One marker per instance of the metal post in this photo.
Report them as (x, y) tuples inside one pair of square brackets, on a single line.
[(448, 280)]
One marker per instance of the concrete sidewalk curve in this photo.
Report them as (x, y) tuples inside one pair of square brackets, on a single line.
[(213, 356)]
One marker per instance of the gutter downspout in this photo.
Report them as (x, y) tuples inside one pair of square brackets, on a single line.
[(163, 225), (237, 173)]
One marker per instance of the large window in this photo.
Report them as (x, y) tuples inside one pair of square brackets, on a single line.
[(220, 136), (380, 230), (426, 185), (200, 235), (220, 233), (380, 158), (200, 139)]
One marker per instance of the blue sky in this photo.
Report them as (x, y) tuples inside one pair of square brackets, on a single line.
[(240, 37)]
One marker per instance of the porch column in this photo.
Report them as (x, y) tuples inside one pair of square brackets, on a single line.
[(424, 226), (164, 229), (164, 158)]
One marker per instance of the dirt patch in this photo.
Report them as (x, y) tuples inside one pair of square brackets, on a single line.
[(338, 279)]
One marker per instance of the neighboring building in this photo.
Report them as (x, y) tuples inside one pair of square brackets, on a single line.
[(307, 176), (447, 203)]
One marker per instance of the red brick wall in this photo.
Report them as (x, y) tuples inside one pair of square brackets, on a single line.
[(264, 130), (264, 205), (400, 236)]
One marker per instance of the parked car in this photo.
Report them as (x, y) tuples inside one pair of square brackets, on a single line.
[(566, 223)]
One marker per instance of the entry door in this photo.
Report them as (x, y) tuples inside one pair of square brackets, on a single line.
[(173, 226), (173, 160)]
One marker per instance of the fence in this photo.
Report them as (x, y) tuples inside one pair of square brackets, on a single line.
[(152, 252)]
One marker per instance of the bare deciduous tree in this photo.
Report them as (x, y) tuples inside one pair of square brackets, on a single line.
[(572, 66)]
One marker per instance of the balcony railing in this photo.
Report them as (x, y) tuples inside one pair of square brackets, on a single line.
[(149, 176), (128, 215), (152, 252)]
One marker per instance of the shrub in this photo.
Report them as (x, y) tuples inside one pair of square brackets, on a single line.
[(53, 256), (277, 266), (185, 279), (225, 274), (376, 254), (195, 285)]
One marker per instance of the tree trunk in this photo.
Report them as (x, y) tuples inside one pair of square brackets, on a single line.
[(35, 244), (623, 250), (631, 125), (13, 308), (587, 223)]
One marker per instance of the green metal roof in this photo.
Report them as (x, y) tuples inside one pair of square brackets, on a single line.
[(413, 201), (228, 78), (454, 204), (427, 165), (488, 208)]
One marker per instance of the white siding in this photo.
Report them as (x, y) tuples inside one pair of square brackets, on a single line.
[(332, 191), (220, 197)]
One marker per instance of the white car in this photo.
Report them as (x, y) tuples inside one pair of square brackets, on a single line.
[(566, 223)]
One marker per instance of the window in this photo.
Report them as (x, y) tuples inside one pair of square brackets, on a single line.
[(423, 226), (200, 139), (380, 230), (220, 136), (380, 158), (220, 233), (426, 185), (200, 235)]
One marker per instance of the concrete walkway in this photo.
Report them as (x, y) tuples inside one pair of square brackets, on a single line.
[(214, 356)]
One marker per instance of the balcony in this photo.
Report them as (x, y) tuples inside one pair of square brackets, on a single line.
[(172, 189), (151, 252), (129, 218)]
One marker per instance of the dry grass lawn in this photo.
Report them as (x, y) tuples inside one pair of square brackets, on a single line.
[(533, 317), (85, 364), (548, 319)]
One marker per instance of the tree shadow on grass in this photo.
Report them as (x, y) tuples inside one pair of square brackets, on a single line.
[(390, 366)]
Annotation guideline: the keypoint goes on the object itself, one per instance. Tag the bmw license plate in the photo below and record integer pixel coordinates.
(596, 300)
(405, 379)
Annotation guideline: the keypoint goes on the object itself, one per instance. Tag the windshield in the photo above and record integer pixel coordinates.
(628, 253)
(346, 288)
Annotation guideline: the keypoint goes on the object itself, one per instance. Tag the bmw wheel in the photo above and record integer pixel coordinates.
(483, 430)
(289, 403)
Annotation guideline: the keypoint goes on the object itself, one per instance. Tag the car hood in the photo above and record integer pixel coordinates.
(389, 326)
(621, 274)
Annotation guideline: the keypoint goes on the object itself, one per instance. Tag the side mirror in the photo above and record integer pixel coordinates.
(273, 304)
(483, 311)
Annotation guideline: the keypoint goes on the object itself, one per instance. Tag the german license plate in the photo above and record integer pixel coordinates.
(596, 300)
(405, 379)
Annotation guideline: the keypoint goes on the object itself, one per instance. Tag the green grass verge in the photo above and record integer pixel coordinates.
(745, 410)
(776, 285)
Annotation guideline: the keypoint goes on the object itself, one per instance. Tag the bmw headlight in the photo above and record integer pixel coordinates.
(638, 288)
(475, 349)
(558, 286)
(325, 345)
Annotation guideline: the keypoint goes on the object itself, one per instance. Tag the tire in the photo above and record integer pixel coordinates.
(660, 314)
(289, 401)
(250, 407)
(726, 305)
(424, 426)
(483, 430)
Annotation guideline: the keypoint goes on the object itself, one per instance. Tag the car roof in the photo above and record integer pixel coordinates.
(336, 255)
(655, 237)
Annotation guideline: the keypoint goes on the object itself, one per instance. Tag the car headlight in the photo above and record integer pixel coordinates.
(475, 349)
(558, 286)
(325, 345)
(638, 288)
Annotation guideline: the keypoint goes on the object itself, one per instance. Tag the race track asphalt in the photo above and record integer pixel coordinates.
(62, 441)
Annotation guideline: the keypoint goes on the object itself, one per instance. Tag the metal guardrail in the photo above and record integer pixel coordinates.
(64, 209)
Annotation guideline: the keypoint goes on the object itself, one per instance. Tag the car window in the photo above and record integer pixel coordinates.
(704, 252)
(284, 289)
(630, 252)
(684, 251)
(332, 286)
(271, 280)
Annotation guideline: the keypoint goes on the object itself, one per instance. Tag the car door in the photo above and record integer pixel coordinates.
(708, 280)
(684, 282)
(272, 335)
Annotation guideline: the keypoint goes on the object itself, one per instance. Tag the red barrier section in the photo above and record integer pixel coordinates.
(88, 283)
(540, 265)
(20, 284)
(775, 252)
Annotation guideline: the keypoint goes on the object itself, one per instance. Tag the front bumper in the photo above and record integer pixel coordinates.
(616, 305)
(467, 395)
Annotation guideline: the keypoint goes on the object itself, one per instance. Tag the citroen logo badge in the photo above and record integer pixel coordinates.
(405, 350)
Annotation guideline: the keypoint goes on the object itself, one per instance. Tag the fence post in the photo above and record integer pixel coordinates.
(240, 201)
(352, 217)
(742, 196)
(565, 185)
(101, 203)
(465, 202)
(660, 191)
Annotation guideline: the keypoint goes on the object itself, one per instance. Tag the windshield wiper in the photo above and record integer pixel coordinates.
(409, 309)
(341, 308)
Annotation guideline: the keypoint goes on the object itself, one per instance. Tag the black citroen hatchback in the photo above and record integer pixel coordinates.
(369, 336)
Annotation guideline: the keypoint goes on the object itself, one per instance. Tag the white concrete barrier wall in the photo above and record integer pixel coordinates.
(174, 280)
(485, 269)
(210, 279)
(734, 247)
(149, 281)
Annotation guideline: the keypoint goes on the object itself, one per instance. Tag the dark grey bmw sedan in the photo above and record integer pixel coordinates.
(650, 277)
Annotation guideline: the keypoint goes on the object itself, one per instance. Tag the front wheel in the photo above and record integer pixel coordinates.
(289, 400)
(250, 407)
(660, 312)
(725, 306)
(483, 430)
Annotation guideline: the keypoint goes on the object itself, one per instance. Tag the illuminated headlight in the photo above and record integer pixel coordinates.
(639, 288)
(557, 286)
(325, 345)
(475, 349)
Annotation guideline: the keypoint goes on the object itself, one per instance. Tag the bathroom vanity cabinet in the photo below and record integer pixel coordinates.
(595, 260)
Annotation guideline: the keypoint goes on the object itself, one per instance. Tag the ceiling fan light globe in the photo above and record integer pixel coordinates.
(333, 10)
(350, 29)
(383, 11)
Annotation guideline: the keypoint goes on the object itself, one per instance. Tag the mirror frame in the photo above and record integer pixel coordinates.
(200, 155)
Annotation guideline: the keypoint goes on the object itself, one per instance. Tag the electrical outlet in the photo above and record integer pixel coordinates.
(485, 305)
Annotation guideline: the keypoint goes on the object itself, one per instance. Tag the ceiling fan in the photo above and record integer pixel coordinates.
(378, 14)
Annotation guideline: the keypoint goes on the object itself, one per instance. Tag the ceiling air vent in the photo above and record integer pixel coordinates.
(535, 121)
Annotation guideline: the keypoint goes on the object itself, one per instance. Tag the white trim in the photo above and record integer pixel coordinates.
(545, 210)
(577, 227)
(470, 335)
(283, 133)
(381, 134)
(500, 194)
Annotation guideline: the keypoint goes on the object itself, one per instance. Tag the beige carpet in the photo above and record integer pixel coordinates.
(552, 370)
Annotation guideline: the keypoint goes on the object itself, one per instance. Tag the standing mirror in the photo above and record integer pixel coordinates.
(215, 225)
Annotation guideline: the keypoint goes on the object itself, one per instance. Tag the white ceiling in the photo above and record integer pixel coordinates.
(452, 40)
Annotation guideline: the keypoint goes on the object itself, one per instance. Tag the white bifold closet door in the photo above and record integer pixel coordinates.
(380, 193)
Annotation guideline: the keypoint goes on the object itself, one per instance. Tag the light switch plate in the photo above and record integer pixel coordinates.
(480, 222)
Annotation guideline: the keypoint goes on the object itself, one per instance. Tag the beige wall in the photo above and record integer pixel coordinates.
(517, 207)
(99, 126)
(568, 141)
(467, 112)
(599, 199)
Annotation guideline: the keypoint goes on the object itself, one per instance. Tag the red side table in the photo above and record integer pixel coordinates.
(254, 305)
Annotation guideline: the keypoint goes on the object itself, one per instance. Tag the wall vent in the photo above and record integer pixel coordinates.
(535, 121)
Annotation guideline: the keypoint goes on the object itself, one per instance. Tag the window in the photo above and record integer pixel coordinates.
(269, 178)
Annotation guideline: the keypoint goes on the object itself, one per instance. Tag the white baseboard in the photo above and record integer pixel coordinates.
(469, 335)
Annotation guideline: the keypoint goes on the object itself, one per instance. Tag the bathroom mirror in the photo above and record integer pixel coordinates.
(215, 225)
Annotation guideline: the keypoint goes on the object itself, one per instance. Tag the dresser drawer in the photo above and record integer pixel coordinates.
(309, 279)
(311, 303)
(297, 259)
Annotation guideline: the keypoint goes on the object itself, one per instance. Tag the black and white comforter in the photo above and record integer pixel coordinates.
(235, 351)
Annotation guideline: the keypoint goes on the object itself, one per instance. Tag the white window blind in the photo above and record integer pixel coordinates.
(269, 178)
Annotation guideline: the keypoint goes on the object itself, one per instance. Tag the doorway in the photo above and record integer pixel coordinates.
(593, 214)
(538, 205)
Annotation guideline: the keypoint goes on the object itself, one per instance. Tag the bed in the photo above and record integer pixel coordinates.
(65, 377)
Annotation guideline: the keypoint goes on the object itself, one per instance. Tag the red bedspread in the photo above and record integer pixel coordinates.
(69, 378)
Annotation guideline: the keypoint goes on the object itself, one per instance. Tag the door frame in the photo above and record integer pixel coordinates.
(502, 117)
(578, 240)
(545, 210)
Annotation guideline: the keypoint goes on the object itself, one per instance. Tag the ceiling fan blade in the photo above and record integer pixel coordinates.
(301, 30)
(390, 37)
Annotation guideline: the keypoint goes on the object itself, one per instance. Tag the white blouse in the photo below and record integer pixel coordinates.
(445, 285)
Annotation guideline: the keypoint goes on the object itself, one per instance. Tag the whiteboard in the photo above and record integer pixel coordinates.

========

▶ _Activity_
Reprint the data above from the opening line to the line holding "One marker per instance of the bare", inclusive, and nothing else.

▶ _Expected answer_
One marker per instance of the metal post in this photo.
Report them as (x, y) tuples inside one pair of square brackets, on a single line.
[(448, 280)]
One marker per instance of the concrete sidewalk curve in this photo.
Report them as (x, y) tuples inside one pair of square brackets, on a single line.
[(213, 356)]
One marker per instance of the gutter downspout in this photo.
Report them as (x, y) tuples inside one pair of square brackets, on a single line.
[(163, 225), (237, 173)]
One marker per instance of the large window in this photo.
Report them as (x, y) tuples inside one pair of square brackets, on a single line.
[(220, 136), (380, 230), (426, 185), (200, 235), (220, 233), (380, 158), (200, 139)]
One marker per instance of the blue sky in this photo.
Report them as (x, y) tuples inside one pair of square brackets, on a single line.
[(240, 37)]
One marker per instance of the porch column in this photo.
Report them as (x, y) tuples inside one pair of square brackets, on a single line.
[(424, 226), (164, 229), (164, 158)]
One marker per instance of the dirt patch in this photo.
Report them as (x, y) tuples inside one pair of square brackets, on a single line.
[(338, 279)]
One marker per instance of the neighboring building in this photo.
Report them as (x, y) tuples inside one pair of square brackets, on a single line.
[(307, 176), (447, 203)]
One marker per instance of the red brick wall in this photo.
Report them as (x, y) tuples inside one pair of square brackets, on a single line.
[(264, 130), (264, 205), (400, 236)]
One marker per instance of the parked car in this photo.
Report them as (x, y) tuples inside one pair of square brackets, on a single line.
[(566, 223)]
One marker per instance of the entry door in this photo.
Report them as (x, y) tuples inside one pair of square brackets, on a single line.
[(173, 226), (173, 160)]
One marker per instance of the fence in this photo.
Report them as (x, y) tuples inside one pair of square brackets, on a single line.
[(152, 252)]
One marker per instance of the bare deciduous tree in this photo.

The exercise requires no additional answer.